§ Given exercise
Transcribe each line exactly.

§ Entries shown
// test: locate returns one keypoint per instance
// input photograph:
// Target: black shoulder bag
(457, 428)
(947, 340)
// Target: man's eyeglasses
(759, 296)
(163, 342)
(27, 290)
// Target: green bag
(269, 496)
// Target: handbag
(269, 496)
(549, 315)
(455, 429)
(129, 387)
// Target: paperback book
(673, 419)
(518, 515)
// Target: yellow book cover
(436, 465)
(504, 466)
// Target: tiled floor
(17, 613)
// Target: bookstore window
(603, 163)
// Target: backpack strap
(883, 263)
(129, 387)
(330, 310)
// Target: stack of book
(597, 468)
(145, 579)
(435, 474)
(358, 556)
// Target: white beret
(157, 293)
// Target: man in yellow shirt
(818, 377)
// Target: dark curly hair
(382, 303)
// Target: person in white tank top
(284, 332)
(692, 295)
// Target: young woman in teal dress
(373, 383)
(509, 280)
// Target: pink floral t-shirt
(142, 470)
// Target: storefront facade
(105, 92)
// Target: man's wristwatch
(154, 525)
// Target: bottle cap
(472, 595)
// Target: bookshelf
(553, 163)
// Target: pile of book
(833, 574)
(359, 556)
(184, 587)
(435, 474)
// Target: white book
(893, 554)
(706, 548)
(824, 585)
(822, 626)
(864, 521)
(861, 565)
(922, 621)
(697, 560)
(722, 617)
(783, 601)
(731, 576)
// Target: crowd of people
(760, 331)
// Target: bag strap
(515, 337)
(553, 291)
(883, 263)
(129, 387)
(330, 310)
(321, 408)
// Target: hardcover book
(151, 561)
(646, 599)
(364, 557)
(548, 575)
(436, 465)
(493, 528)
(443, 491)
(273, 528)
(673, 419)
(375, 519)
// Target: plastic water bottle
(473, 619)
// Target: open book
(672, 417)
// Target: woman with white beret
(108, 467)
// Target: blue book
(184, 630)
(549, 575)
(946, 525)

§ Correct output
// test: locate returns one keypoint per instance
// input photograph:
// Target: black shoulder bag
(457, 428)
(947, 340)
// Target: man's eyeglasses
(759, 296)
(163, 342)
(27, 290)
// Target: green bag
(269, 496)
// Target: handbag
(269, 496)
(549, 315)
(455, 429)
(129, 387)
// Target: paperback book
(673, 419)
(518, 515)
// Target: yellow book cover
(436, 465)
(504, 466)
// Target: tiled floor
(17, 613)
// Target: bookstore window
(603, 163)
// Target: backpack strap
(883, 263)
(129, 387)
(330, 310)
// Target: stack of book
(597, 468)
(145, 579)
(435, 474)
(358, 556)
// Target: white beret
(157, 293)
// Target: man in yellow shirt
(818, 377)
// Target: dark curly hair
(382, 303)
// Target: person in white tank top
(284, 332)
(692, 295)
// Target: young woman in teal dress
(373, 383)
(509, 280)
// Target: pink floral t-shirt
(142, 470)
// Target: storefront facade
(105, 92)
// Target: man's wristwatch
(154, 525)
// Target: bottle cap
(472, 595)
// Target: bookshelf
(553, 163)
// Target: pile of book
(833, 574)
(359, 556)
(184, 587)
(435, 474)
// Target: white book
(893, 554)
(706, 548)
(824, 585)
(822, 626)
(864, 521)
(861, 565)
(922, 621)
(697, 560)
(722, 617)
(783, 601)
(731, 576)
// Target: crowd of people
(760, 331)
// Target: bag strap
(515, 337)
(553, 291)
(883, 263)
(129, 387)
(330, 310)
(321, 408)
// Target: hardcover book
(151, 561)
(646, 599)
(364, 557)
(548, 575)
(436, 465)
(493, 528)
(443, 491)
(273, 528)
(673, 419)
(375, 519)
// Target: plastic water bottle
(473, 619)
// Target: open book
(672, 417)
// Target: woman with white beret
(108, 467)
// Target: blue book
(184, 630)
(549, 575)
(946, 525)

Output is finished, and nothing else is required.